→ **Goal**
Starting at the line that contains "Would you mind pointing out the wooden" and continuing to the end of the entries, write those lines out again with "single point" swapped for "one point" and nothing else changed.

→ **Supplied entries**
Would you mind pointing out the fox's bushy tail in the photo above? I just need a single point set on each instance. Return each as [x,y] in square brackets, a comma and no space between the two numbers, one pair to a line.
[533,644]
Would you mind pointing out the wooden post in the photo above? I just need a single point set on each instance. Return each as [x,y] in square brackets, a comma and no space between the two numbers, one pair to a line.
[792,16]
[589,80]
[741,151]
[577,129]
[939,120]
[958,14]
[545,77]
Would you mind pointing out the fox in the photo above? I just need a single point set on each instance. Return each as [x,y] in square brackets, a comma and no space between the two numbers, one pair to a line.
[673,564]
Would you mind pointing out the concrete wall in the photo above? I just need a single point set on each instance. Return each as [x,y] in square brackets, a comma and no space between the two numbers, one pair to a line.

→ **Finished task**
Would you mind pointing out the wooden post in the photo above? I just need a one point set on each instance. Return each as [x,y] in square brackets, a comma and no space between the two numbers, one pair to a line.
[792,16]
[589,80]
[741,151]
[577,129]
[939,120]
[958,14]
[545,77]
Would you mind pointing out the fox in the photo above? I just need a one point set on each instance. Return each as [x,y] in square brackets, a comma and no space between the two numbers, one pair to a line.
[673,564]
Would you mind pointing out the concrete wall in the photo above? I just need a one point set on each instance. Return each as [x,y] in square brackets, a comma and no space between the two numbers, one pair to a line.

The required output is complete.